■ Record set ■
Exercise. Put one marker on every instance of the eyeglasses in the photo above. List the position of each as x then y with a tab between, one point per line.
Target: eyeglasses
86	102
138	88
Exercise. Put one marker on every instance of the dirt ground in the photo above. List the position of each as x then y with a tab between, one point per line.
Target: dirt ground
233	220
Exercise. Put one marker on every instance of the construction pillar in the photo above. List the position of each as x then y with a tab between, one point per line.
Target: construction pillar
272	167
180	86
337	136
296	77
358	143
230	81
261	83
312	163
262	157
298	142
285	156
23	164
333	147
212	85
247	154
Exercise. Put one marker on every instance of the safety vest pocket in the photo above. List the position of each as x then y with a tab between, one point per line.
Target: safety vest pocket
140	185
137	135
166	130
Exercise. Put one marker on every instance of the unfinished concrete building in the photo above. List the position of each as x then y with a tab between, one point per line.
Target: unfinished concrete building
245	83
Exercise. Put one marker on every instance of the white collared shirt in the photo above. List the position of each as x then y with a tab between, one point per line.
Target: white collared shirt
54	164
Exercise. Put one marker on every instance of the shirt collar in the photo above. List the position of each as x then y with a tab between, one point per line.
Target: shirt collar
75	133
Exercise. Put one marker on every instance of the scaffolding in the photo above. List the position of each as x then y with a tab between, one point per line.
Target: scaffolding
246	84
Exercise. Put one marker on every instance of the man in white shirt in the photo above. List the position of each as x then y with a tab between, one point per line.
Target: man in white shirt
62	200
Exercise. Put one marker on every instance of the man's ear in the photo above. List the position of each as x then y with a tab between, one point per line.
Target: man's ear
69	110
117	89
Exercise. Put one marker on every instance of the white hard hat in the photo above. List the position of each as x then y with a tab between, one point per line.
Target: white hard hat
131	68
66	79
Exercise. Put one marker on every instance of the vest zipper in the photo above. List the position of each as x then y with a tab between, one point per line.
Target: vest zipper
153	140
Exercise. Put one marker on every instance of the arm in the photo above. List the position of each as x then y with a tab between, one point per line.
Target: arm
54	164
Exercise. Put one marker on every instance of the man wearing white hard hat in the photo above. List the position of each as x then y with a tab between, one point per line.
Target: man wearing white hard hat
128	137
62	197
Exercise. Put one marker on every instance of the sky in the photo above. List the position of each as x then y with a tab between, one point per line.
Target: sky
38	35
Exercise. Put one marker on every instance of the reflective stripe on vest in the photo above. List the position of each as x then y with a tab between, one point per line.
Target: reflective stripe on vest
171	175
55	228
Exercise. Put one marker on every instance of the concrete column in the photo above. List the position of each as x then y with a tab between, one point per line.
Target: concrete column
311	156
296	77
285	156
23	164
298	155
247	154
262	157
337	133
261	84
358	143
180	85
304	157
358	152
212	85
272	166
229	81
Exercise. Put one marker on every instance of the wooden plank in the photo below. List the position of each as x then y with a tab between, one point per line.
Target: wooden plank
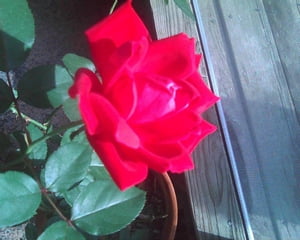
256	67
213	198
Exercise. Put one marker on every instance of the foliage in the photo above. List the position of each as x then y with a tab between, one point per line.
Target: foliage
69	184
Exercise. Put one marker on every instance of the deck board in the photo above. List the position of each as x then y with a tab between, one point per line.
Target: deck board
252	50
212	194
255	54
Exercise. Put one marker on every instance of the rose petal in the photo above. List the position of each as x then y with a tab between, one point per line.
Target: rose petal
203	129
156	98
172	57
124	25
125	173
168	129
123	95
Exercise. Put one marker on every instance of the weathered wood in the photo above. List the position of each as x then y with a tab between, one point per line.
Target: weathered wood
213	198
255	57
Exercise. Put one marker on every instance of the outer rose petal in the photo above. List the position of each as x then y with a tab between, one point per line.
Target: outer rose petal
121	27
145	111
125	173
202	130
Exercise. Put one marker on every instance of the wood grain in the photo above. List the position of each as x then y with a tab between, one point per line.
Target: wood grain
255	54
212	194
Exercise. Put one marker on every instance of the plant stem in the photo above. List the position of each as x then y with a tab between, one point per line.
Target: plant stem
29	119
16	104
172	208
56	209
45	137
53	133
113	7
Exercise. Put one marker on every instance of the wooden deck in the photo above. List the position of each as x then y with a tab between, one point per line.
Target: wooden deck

■ Activity ■
Output all of the data above exactly; no pictures should appear.

■ Result ■
Exercise. Put one marker on every instance of the eyeglasses in the photo above. List the position of each as x then y with a tab between, one point per line.
Target: eyeglasses
86	102
138	88
Exercise. Put one marker on every instance of the dirt ground in the photo above. List the position of each as x then y with a tab between, one point per line.
Target: dirt ground
233	220
Exercise. Put one marker on every instance of the construction pillar in the photo above. List the position of each as x then y with a tab between, one point per line.
Target: construction pillar
272	167
180	86
337	136
296	77
358	143
230	81
261	83
312	163
262	157
298	142
285	156
23	164
333	147
212	85
247	154
Exercise. Put one marker on every instance of the safety vest pocket in the photo above. List the position of each as x then y with a tab between, one point per line.
Target: safety vest pocket
140	185
137	135
166	130
Exercise. Put one marker on every instance of the unfinished concrete building in the photo above. List the position of each as x then y with a tab between, one point per line.
Target: unfinished concrete building
245	83
Exercise. Put one marker on every instance of the white collared shirt in the photo above. List the position of each as x then y with a tab between, one point per line.
Target: white collared shirt
54	164
Exercise. Put one marker on every instance of the shirt collar in the photo above. List the position of each as x then y with a tab between, one point per line.
Target: shirt collar
75	133
Exercise. Put one marker on every instance of the scaffolding in the photo above. List the position of each as x then y with a tab between, one point per line.
Target: scaffolding
246	84
Exercise. Put one marker on every instance of the man in white shirt in the photo above. List the position of each as x then y with a tab between, one point per line.
Target: man in white shirt
62	200
Exercise. Put one marker on every instance of the man's ear in the photo above. List the position of each as x then y with a tab between, one point per line.
Target: man's ear
69	110
117	89
Exercise. Put one marker on every instance of the white hard hat in the photo above. List the position of each as x then y with a tab between, one point per line.
Target: white hard hat
131	68
66	79
Exercise. Put one marker on every instance of the vest zipper in the photo above. List the position of each as x then y with a tab between, one point per line.
Target: vest zipper
153	140
Exercise. Put one marker on every instance of the arm in the photo above. List the position of each as x then y with a tab between, one point per line.
Target: arm
54	164
Exercise. Put one marker on every instance of the man wearing white hard hat in the photo above. List the position of each as x then y with a tab between, one point per line.
Target: man wearing white hard hat
128	137
62	197
Exercise. Put one marker on every instance of the sky in the photo above. List the position of each as x then y with a tab between, one point per line.
Target: sky
38	35
Exercise. Put one marker on every instance of the reflective stripe on vest in the photo above. List the position of each as x then y with a tab between, one point per line.
Target: reflective stripe on vest
171	175
55	228
Exercise. Put one marker on every instance of the concrete column in the photo above. List the position of each as x then y with a tab between, one point per line.
Target: concrete column
311	156
296	77
285	156
23	164
298	155
247	154
262	157
337	133
261	84
358	143
180	85
304	157
358	152
212	85
272	166
229	81
Exercise. Put one marker on every instance of the wooden plank in the photo below. List the position of each as x then y with a tab between, one point per line.
Target: wooden plank
256	67
213	198
Exercise. Put one marker on every instance of the foliage in the photo above. List the position of each as x then y with a tab between, one point per line.
Target: foliage
69	184
Exercise. Put one marker on every instance of the deck board in the photo above. List the position of each as x then y with a tab between, one point per line.
Target: deck board
252	50
212	194
255	54
Exercise. Put one marker on every instance of the rose petal in the photo above. List the position of each as x then y with a tab between, one point per line.
Target: rose petal
203	129
156	98
172	57
124	25
125	173
168	129
123	95
Exercise. Put one marker on every instance of the weathered wood in the photo above. List the position of each as x then y with a tab between, one point per line.
Target: weathered wood
213	198
255	57
Exercise. Put one marker on every instance of the outer rose petal in the photo above. List the position of each as x then y with a tab between, one point per line.
Target: outer rose petal
121	27
145	111
125	173
202	130
Exercise. Put one marker on every instance of the wood grain in the photo above. List the position of each as x then y with a tab between, one point per line.
Target: wood grain
255	54
212	194
Exercise. Put one marker on every instance of the plant stem in the photo above. List the position of each as x then y with a tab between, one point per line.
Target: plant stem
29	119
16	104
172	208
56	209
45	137
53	133
113	7
Exercise. Put one marker on every instance of the wooden deck in the photo above. List the position of each as x then y with a tab between, one point per line.
Target: wooden deck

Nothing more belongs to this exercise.